- [RECORDS SHOWN]:
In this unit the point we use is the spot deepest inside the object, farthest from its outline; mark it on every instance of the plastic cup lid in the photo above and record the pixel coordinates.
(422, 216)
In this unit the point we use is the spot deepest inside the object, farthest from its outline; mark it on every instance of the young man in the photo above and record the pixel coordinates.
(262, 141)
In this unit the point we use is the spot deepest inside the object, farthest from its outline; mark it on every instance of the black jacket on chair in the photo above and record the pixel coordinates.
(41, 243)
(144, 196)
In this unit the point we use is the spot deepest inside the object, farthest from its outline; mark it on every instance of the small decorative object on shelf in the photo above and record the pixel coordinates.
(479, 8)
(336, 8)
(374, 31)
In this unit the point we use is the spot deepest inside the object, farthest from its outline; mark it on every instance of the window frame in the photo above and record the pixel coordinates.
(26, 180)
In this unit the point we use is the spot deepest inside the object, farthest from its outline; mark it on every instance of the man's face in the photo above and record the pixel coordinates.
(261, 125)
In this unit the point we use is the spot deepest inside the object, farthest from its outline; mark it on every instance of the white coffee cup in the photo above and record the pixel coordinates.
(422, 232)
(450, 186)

---

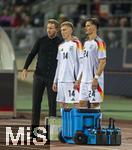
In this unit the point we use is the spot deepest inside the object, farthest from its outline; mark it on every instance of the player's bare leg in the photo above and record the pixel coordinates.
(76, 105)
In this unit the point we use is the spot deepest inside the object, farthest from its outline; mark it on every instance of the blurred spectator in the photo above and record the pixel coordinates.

- [INSTRUCTIONS FOR THE TASK]:
Update the lines from the one containing "of the player's" up to and including the one containing "of the blurred" by putting "onlooker" in place of "spectator", and leave everything else unchanged.

- [EXPECTED ANSWER]:
In this unit the point we use is the spot deepest inside the object, farthest from its outline; mark it on every instance of the player's bare leg in the photo above and record the pixel coordinates.
(76, 105)
In this unit the point we use is the spot deepest inside the object, farthest from its outline; mark it on every instance of the blurred onlooker in the photo above and record the pixel coordinates.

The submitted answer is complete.